Write out all the entries word for word and omit any pictures.

Source data
────────────────────

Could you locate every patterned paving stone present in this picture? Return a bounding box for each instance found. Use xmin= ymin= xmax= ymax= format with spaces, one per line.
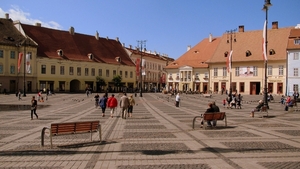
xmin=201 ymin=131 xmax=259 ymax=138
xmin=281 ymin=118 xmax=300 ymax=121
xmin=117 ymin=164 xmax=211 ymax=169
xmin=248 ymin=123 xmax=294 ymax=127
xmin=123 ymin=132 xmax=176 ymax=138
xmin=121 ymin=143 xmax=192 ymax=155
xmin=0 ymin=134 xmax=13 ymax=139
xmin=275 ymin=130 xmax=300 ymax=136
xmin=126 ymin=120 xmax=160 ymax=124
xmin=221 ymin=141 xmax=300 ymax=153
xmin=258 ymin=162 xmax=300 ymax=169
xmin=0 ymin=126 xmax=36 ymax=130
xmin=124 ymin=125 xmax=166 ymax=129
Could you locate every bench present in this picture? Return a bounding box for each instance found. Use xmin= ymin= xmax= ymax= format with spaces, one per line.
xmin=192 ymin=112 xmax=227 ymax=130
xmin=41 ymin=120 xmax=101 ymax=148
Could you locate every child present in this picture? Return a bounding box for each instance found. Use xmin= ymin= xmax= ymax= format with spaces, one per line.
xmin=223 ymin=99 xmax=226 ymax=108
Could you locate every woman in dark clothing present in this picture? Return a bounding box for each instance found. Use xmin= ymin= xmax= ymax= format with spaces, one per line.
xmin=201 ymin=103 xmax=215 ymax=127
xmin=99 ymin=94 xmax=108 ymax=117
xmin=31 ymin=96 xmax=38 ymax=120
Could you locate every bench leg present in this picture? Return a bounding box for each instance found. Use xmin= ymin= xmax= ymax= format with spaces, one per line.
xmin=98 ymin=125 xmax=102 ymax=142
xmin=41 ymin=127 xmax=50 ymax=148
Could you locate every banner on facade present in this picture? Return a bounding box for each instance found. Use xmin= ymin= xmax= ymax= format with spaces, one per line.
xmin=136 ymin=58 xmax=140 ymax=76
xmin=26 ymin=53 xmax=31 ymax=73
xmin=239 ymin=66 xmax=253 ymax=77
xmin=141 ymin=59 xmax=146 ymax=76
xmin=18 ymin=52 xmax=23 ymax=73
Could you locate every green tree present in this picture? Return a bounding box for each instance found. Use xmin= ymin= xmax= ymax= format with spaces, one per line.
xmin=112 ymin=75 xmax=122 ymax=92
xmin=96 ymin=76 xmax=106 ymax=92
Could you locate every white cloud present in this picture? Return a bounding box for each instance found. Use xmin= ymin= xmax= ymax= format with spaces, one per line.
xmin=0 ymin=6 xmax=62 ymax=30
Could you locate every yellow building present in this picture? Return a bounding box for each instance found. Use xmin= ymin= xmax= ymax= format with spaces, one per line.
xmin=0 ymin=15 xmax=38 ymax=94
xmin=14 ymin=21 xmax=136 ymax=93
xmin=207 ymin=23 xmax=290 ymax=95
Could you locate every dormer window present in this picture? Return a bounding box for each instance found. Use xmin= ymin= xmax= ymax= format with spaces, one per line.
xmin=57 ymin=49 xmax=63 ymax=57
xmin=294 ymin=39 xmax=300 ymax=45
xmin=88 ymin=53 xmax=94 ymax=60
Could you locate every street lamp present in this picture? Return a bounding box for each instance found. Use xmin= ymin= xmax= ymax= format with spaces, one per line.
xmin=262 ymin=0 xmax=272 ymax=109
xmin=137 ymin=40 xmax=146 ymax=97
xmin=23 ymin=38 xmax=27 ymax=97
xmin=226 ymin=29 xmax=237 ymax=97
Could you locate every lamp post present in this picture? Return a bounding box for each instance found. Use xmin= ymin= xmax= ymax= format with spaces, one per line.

────────────────────

# OUTPUT BELOW
Could you locate every patterned paving stone present in this picture? Return a bounding box for each instance found. Use xmin= ymin= xmax= ymax= format with spaces, one per line.
xmin=201 ymin=131 xmax=259 ymax=138
xmin=281 ymin=118 xmax=300 ymax=121
xmin=117 ymin=164 xmax=211 ymax=169
xmin=248 ymin=123 xmax=294 ymax=127
xmin=123 ymin=132 xmax=176 ymax=138
xmin=121 ymin=143 xmax=192 ymax=155
xmin=0 ymin=134 xmax=13 ymax=139
xmin=275 ymin=130 xmax=300 ymax=136
xmin=126 ymin=120 xmax=160 ymax=124
xmin=221 ymin=141 xmax=300 ymax=153
xmin=258 ymin=162 xmax=300 ymax=169
xmin=0 ymin=126 xmax=36 ymax=130
xmin=124 ymin=125 xmax=166 ymax=129
Could you locate every bench present in this picture? Return a bounding box for each instance found. Use xmin= ymin= xmax= ymax= format with spaces, one per line.
xmin=192 ymin=112 xmax=227 ymax=130
xmin=41 ymin=120 xmax=101 ymax=148
Could you locate every child present in this picture? Return a bounding box for each instance found. Use xmin= ymin= xmax= ymax= format with spaces, one per line.
xmin=223 ymin=99 xmax=226 ymax=108
Could you locate every woman in dark clothing present in this picture? Return a bounding box for each instance found. Use xmin= ymin= xmax= ymax= format with spaces, one per line.
xmin=201 ymin=103 xmax=215 ymax=127
xmin=99 ymin=94 xmax=108 ymax=117
xmin=31 ymin=96 xmax=38 ymax=120
Could you locate every bench leg present in this picture? Return a bounding box for each instance found. Use xmin= ymin= xmax= ymax= format with spaces, one per line.
xmin=98 ymin=125 xmax=102 ymax=142
xmin=41 ymin=127 xmax=50 ymax=148
Could you locate every banner on facade present in this picture? Return a bounding box for each instance found. Use xmin= ymin= xmax= ymax= format with spaces, one per line.
xmin=136 ymin=58 xmax=140 ymax=76
xmin=26 ymin=53 xmax=31 ymax=73
xmin=239 ymin=66 xmax=253 ymax=77
xmin=141 ymin=59 xmax=146 ymax=76
xmin=18 ymin=52 xmax=23 ymax=73
Could you locate every green tree present in this picture? Return a bounding box for each instance found. Use xmin= ymin= xmax= ymax= format with spaces, one per line.
xmin=112 ymin=75 xmax=122 ymax=92
xmin=96 ymin=76 xmax=106 ymax=92
Could you locate every white cloud present in this picture? Return a bounding box for each instance found. Use xmin= ymin= xmax= ymax= format with spaces, one per line.
xmin=0 ymin=6 xmax=62 ymax=30
Could you locate every yellow building present in this picture? Return a bounding box for each instance found. Use xmin= ymin= xmax= ymax= format with spaces, one per line.
xmin=0 ymin=15 xmax=38 ymax=94
xmin=14 ymin=21 xmax=136 ymax=93
xmin=207 ymin=23 xmax=290 ymax=95
Could you locate every dormer window present in this picture? Return a bounding box for each instance found. Use xmin= ymin= xmax= ymax= format with spaces, one per line.
xmin=57 ymin=49 xmax=63 ymax=57
xmin=294 ymin=39 xmax=300 ymax=45
xmin=88 ymin=53 xmax=94 ymax=60
Could you locate every street lamp present in this picture? Return a bounding box for each instance found. Use xmin= ymin= xmax= ymax= format with spaces, one per line.
xmin=262 ymin=0 xmax=272 ymax=109
xmin=137 ymin=40 xmax=146 ymax=97
xmin=23 ymin=38 xmax=27 ymax=97
xmin=226 ymin=29 xmax=237 ymax=97
Could you locate every lamp post present in this picture? Return a bounding box for each instance found. Use xmin= ymin= xmax= ymax= format with spaces, one per line.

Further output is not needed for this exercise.